WHAT IS NEEDED: Extract each line in the items below that contains the string "Target".
[begin EXTRACTED RECORDS]
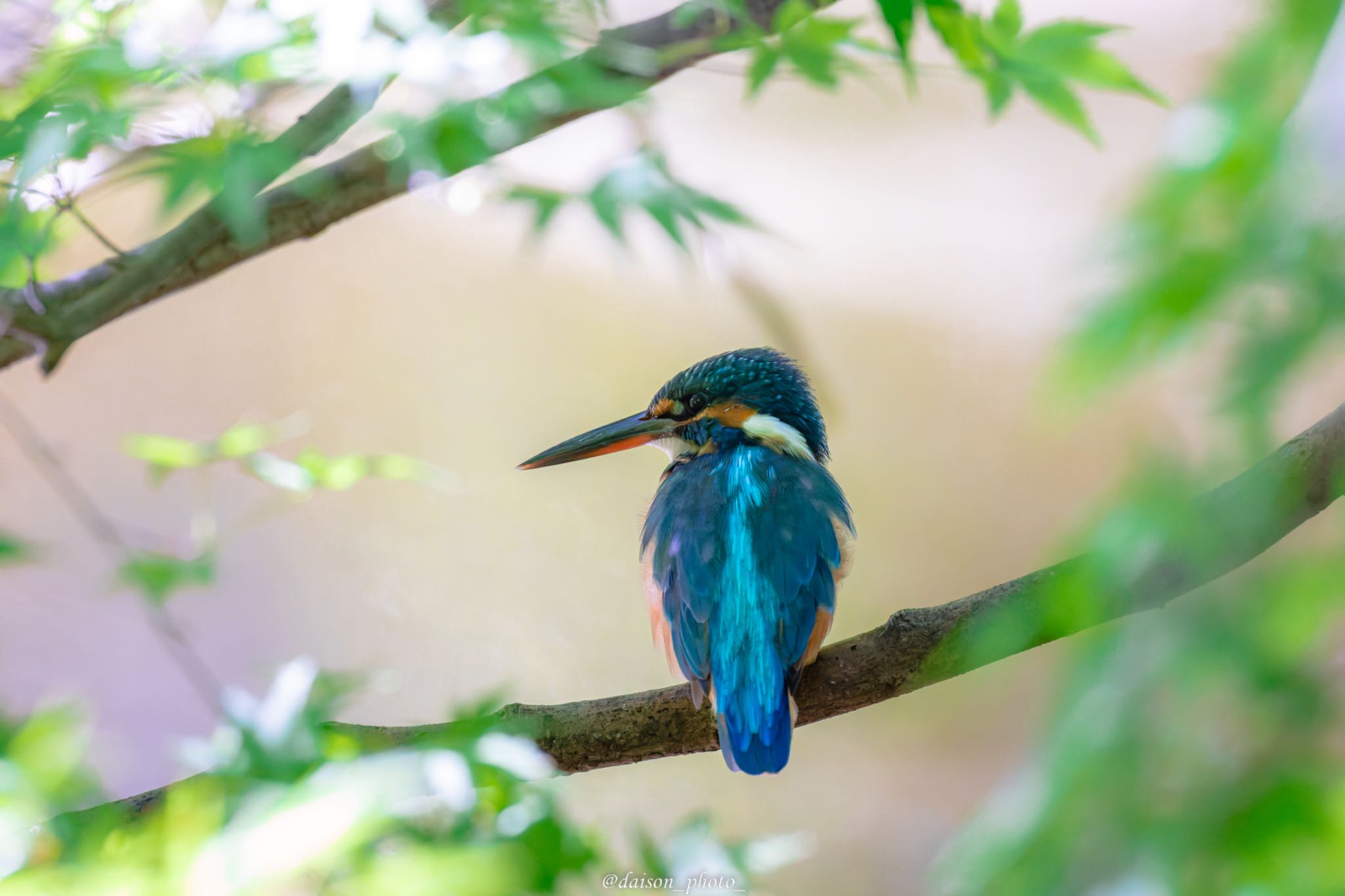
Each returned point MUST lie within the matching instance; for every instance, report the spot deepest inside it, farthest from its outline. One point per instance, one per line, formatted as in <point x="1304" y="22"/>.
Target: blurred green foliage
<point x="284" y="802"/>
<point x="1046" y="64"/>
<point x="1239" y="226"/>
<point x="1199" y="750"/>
[end EXTRACTED RECORDS]
[begin EXTRACTED RECORDS]
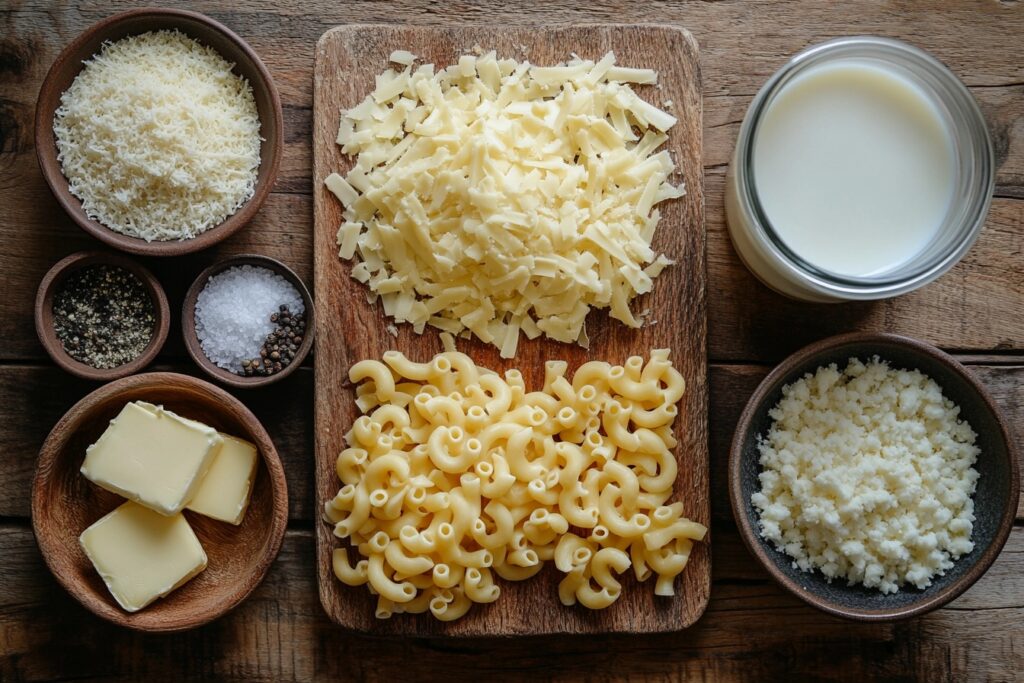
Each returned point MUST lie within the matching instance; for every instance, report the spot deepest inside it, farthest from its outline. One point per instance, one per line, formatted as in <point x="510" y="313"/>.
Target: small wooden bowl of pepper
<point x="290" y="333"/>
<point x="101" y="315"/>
[end EXTRACTED RECORDS]
SOLUTION TO THIS PROBLEM:
Target: blurred green foliage
Target: small wooden bowl of pepper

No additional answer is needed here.